With only 10 days before 13,400 U.S. Citizenship and Immigration Services employees were set to be sent home, the agency announced in an email to employees Friday it would postpone the furloughs until the end of August.
The announcement comes the same week members of Congress implored the agency to delay the furloughs after the agency said in June it would be forced to reduce its staff by as much as 75% due to lack of funds to pay employees.
Additionally, in a letter Friday, members of the U.S. Congressional Hispanic Caucus demanded House and Senate leadership put in place a supplemental funding bill before the end of the month to help the USCIS.
Local U.S. Reps. Vicente Gonzalez, D-McAllen, and Filemon Vela, D-Brownsville, signed the letter urging the funding the agency would need to pay its employees.

GOAL OF THE EXERCISE:
Carry the USCIS furlough report forward from its last sentence. The items after this have no connection to the news report on the USCIS furloughs.

DATA SECTION:
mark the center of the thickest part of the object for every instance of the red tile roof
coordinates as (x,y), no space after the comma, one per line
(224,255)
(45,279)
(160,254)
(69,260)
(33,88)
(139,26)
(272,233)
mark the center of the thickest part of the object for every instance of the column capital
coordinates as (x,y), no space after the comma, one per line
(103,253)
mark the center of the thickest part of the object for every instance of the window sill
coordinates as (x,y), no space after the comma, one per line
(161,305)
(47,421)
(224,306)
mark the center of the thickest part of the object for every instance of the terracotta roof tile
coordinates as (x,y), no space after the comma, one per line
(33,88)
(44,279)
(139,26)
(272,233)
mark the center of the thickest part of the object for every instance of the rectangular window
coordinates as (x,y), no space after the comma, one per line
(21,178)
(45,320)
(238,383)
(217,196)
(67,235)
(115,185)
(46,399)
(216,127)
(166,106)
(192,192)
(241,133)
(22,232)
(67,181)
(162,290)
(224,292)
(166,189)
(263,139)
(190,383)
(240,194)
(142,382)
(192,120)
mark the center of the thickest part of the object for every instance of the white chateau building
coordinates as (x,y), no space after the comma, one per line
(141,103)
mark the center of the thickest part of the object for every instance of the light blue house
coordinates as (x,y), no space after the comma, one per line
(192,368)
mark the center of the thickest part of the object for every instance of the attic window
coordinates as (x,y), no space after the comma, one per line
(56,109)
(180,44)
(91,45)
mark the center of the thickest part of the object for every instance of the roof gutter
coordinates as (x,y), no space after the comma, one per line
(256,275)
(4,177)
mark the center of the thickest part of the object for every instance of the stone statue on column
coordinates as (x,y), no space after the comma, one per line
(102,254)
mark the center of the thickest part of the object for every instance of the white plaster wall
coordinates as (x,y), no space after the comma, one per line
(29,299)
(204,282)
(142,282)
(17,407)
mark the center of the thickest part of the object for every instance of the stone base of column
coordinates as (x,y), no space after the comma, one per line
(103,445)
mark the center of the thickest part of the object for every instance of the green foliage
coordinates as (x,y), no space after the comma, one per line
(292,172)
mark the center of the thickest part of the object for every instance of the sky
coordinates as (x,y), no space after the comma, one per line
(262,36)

RESPONSE TO THE EXERCISE:
“A simple review of the data and the Administration’s immigration policies make it clear that much of the agency’s current financial crisis is due to mismanagement and policy choices,” the Hispanic Caucus members wrote. “While we should appropriate any needed emergency funding, it is equally critical that we establish firm parameters and sideboards to ensure the funds are not used to intimidate or discourage immigration and to encourage the agency to develop procedures that will prevent a funding shortfall in the future.”
Gonzalez additionally said he was stunned to learn that no one in government had requested funding for the essential agency already.
“The administration claims to support a much-needed immigration workforce but consistently turns its back on them. Thousands of USCIS employees being furloughed will cause our system to be crippled and affect many in our community and throughout the country. Congress must take action to appropriate emergency funding, but with guardrails to ensure funding does not deter legal immigration or allow for further financial collapse of USCIS,” Gonzalez said.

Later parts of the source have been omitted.